Given passage:

= = = =

BA Silver Tier Benefits include:
- Lounge access worldwide,
- Security fast track,
- Priority boarding
- Priority baggage
- All perks Bronze members would get.
- 50% Bonus Avios (with British Airways, Iberia, American Airlines, and Japan Airlines)
Gold: After 1500 Tier Points you move up to the Gold Tier, no additional flights are required thankfully so you can get there with only 4 flights on BA or Iberia. Gold is One World Emerald which is the same as Qantas Platinum Status.
BA Gold Tier Benefits Include:
- One World First Class lounge access worldwide (with some exceptions)
- First-class check-in
- Langham Hotels 1865 Privilege elite tier, Voyager (highest tier) – entitles you to room upgrades, 6 pm checkout, welcome amenity and early check-in.
- Access to the British Airways First Class wing at T5 London Heathrow
- 100% bonus Avios (with British Airways, Iberia, American Airlines, and Japan Airlines)
- + Everything Silver and Bronze tiers get
Qantas Frequent Flyer Status Requirements
While you should never pay to join Qantas Frequent Flyer, they do still advertise a joining fee of $99.5 which is laughable. There are plenty of links online where you can join for free so if you did have to pay, you only have yourself to blame.
With Qantas, everyone starts as Bronze which doesn’t give any benefits.
Silver: After earning 300 Qantas Status Credits you move up to silver. This status is One World Ruby so you can expect the same perks as BA Bronze.
QF Silver Status Benefits Include:
- 1 Qantas Club Lounge invite
- Seat selection
- Priority service
- 50% bonus points with Qantas & Jetstar and 25% bonus with American Airlines
- 250 status credits required to keep Silver
Gold: After reaching 700 status credits you move up to Qantas Gold status, this is the equivalent of One World Sapphire.
QF Gold Status Benefits Include:
- Priority check-in
- Priority boarding
- Security fast track
- Priority baggage
- 75% bonus points with Qantas & Jetstar and 50% bonus with American Airlines
- 600 status credits required to keep Gold
- Priority International upgrades
- International Classic Flight Award preferred access
- + Everything Silver gets
QF Platinum Benefits Include:
- 100% Bonus points with Qantas, Jetstar and American Airlines
- First-class lounge access worldwide (some restrictions)
- 1200 status credits required to keep Platinum
- + Everything Gold gets
Side Note: We’ve listed what we consider the key perks, there are plenty more benefits e.g. lifetime statuses and higher tiers such as Platinum One with Qantas but there’s no direct comparison with the One World tiers so I haven’t mentioned them for that reason. You can find all the Qantas benefits here and the British Airways benefits here.

= = = =

Supplied material:
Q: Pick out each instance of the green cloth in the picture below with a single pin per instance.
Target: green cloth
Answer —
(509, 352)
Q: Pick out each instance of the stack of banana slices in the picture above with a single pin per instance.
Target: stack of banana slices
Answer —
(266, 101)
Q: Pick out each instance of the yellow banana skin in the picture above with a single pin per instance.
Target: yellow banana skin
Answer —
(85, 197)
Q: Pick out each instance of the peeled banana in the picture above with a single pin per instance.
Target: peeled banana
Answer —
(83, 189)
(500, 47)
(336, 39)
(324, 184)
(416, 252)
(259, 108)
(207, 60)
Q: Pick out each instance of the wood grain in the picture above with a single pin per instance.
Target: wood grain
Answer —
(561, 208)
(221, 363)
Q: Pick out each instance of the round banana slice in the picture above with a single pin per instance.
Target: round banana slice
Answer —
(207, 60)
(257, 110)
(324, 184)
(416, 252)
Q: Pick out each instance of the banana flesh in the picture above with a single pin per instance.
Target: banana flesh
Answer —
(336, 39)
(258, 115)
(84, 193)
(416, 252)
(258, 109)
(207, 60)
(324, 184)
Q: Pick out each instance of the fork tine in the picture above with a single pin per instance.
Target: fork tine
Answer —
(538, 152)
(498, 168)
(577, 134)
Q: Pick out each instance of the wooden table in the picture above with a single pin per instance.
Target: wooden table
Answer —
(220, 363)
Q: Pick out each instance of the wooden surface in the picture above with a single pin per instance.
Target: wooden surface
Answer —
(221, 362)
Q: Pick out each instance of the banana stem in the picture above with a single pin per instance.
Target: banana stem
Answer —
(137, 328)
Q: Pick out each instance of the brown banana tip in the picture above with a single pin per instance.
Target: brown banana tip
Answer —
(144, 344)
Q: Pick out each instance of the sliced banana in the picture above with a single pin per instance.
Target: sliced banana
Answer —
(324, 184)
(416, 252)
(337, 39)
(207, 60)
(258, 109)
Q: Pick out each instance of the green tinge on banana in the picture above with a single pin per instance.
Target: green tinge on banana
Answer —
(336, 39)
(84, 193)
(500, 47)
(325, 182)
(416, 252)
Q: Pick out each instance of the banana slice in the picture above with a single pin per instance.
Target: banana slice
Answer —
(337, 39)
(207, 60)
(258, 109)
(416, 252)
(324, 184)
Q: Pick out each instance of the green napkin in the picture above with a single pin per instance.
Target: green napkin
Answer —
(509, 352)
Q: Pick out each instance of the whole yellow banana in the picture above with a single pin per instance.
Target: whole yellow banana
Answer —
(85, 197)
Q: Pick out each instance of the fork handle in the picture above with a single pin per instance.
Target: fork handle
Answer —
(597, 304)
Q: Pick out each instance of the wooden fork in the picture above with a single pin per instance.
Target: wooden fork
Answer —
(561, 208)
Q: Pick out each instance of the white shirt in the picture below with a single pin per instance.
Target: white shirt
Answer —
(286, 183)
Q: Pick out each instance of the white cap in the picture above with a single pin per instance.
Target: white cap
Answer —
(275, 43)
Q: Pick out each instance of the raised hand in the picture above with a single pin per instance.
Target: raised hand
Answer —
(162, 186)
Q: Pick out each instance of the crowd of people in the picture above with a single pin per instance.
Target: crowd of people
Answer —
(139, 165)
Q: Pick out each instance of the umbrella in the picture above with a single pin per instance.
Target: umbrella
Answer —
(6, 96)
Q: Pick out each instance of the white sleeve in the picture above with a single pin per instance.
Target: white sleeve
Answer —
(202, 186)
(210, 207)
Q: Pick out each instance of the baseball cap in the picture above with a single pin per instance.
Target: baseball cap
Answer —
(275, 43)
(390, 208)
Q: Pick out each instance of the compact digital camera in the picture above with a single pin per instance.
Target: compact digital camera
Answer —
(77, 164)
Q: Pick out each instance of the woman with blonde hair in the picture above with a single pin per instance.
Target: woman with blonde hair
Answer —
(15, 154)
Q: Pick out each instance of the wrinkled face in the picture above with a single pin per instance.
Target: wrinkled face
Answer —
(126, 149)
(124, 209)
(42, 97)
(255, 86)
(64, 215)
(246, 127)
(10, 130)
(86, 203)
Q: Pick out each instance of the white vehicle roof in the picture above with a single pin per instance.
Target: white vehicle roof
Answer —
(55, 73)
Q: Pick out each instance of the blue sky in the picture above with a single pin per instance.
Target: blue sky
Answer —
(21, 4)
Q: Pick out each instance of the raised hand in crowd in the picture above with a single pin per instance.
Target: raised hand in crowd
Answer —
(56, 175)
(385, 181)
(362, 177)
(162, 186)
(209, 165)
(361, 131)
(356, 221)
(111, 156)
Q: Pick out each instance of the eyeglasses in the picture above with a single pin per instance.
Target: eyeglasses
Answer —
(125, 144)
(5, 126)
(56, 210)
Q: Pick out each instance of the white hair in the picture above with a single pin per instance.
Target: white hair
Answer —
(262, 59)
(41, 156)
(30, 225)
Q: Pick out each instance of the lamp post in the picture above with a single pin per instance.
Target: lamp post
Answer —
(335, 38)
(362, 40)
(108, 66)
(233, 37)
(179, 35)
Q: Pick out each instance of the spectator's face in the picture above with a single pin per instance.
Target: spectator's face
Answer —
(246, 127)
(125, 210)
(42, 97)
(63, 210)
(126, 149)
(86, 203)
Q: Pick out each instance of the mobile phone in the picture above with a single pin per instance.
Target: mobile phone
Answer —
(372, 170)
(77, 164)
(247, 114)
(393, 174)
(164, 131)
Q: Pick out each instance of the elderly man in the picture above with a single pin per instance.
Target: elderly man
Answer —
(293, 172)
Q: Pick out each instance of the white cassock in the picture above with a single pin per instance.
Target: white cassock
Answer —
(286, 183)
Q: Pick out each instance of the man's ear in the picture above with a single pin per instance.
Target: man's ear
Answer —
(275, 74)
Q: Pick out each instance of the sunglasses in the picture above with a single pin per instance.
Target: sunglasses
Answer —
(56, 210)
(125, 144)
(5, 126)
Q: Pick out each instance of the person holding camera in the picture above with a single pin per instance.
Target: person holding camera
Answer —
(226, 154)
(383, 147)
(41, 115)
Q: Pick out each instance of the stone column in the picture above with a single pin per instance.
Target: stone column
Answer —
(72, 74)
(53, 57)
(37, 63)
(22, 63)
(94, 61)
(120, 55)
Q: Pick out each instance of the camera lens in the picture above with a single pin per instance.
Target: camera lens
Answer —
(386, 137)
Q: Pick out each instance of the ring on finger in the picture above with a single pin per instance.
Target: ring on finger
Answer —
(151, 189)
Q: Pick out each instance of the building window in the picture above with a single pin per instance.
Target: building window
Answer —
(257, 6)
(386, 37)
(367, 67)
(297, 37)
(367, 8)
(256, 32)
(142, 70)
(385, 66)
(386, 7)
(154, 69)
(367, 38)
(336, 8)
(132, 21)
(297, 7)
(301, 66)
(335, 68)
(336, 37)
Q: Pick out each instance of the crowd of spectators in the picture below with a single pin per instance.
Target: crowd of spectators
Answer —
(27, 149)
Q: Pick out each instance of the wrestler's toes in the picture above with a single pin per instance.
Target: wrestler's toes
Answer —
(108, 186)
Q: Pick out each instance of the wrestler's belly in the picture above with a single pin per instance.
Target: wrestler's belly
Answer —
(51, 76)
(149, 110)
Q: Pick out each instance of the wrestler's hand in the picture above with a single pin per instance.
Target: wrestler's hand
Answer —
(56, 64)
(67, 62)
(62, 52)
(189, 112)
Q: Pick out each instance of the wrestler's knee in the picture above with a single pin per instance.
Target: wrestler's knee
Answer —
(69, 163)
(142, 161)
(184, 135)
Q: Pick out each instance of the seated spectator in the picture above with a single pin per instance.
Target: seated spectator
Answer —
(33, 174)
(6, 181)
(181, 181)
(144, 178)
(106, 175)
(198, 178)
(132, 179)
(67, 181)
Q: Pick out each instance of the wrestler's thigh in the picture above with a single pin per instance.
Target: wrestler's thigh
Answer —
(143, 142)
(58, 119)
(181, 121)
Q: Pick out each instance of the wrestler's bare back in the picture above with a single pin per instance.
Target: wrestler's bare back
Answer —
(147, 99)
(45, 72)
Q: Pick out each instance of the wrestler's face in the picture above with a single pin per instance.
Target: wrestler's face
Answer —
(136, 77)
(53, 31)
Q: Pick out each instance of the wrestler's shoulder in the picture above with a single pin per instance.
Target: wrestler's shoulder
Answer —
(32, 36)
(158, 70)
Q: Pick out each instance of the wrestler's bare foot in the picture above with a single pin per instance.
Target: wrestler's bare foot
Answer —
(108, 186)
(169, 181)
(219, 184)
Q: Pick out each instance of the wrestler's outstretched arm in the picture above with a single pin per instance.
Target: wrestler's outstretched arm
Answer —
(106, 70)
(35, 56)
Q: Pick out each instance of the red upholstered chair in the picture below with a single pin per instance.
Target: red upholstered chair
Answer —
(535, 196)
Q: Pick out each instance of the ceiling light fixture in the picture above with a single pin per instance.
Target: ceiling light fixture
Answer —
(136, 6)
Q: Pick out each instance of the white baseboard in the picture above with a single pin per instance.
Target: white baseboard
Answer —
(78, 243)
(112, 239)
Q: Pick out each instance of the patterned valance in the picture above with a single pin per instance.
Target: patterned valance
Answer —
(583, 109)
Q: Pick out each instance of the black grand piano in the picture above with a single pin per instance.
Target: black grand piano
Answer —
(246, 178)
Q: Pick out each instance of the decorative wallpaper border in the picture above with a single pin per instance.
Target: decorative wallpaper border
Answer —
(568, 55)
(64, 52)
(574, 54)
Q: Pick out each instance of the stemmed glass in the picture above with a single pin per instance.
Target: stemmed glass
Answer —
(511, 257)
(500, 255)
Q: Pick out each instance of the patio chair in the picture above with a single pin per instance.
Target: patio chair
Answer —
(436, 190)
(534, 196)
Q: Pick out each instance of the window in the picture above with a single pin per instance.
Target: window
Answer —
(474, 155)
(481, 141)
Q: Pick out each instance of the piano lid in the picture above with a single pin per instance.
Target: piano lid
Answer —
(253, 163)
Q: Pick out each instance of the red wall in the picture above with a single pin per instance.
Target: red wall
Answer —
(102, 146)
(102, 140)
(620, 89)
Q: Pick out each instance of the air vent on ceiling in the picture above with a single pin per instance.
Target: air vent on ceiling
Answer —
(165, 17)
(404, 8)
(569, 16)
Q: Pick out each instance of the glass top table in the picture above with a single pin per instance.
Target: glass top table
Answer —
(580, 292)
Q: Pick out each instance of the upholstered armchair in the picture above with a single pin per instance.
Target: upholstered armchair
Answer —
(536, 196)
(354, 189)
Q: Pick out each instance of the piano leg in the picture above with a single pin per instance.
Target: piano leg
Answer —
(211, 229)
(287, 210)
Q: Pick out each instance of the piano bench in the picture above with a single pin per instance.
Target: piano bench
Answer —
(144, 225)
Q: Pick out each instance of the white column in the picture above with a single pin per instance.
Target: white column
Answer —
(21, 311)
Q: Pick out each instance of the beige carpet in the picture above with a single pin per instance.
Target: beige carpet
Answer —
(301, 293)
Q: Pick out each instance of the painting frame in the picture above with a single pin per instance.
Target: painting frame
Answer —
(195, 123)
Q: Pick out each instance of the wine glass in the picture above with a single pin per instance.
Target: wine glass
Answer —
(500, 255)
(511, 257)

= = = =

Required actions:
(a) List each line of the listing that contains the string "window", treating uppercase and lowercase as distinct.
(b) Go on with the passage comparing British Airways and Qantas frequent flyer status tiers, picking up right after its final sentence.

Responses to the exercise:
(a)
Q: Pick out each instance of the building window in the picture above with a single pin per instance.
Target: building window
Q: Pick out each instance of the window in the picture above with a single pin per instance.
Target: window

(b)
How to Decide Between BA and QF?
Here’s the thing, if you fly Qantas a lot and don’t take too many One World Partner flights, Qantas Frequent Flyer is most likely the way to go. However, if you’re like me and don’t take a lot of Qantas flights but instead make use of other One World carriers, British Airways Executive Club is a rather easy road to One World Emerald Status (Qantas Platinum Equivalent).
Case Study: Qantas Frequent Flyer vs British Airways Executive Club
To keep it simple, let’s look at the paid one world flights I’ve taken this year (it’s not many!) and see where that would get me in both programs when it comes to status. Side note: flying to earn points is only a minor benefit in my opinion; because it’s much easier to earn points from credit card spend and sign up bonuses. That’s why the points earn isn’t a deciding factor for me.
Flight 1: Qatar Airways Business Class Jakarta-Amsterdam
My first paid revenue flight with Qatar Airways this year was from Jakarta – Doha – Amsterdam return. With British Airways Executive Club, this means I earned a whopping 560 TPs (Tier Points – the stuff you need to get status). If I had credited the same flights to Qantas, I would have only earned 320 status credits!
But wait, it gets worse!
Flight 2: Qatar Airways Business Class Oslo-Singapore
My second Qatar Airways booking was for Oslo to Singapore via Doha. While British Airways Executive Club would give me another 560 TPs (putting me at 1120 TPs, within reach of the required 1500 TPs to get Emerald). Qantas was only offering disappointing 260 Status Credits for the same flights! Putting me at 580 credits so far of the 1400 required to get Platinum Status (One World Emerald).
Flight 3: Malaysia Airlines Business Class Ho Chi Minh City-Kuala Lumpur
Flight 3 and we’re finally on a level playing field. Both programs give 40 credits/tier points on this route bringing my BA tally to 1160TPs and Qantas to 620 status credits.
Flight 4: Sri Lankan Airlines Singapore-Male
Earlier this year, I managed to find a cheap business class fare from Singapore to Male via Colombo for my upcoming Maldives trip.
I’m happy to report Qantas is finally coming up with the goods on this route with 240 status credits for the return flight. British Airways, on the other hand, lags behind on this one, only offering 160 tier points. This brings our total to 860 Qantas status credits and 1320 BA tier points, only 180 points shy of the lofty heights that is One World Emerald status.
Flights 5,6 and 7: Oslo to Brussels, London and Paris
The final flights which will push me into One World Emerald a.k.a. British Airways Executive Club Gold a.k.a. Qantas Platinum was definitely swayed by a big “catch” British Airways has installed in its program.
The catch with BA is that in order to get to Emerald you have to take 4 flights with either British Airways or Iberia. Since I spend a lot of time in Europe, it’s easy, but I understand for most this could be a deal killer.
Anyway, to the points earning: while Qantas would only earn me 120 status credits for all the flights (OSL-LHR-BRU and LHR-BRU and BRU-LHR-CDG don’t worry, I’m not just taking these flights for the sake of it!), British Airways would get me 40TPs for each sector which comes to 200 TPs in total.
Final Numbers Qantas vs British Airways
If you were paying attention, you would know by now that Qantas Frequent Flyer would get me a total of 980 status credits for all these flights while British Airways Executive Club… got me 1,520 TPs which means One World Emerald!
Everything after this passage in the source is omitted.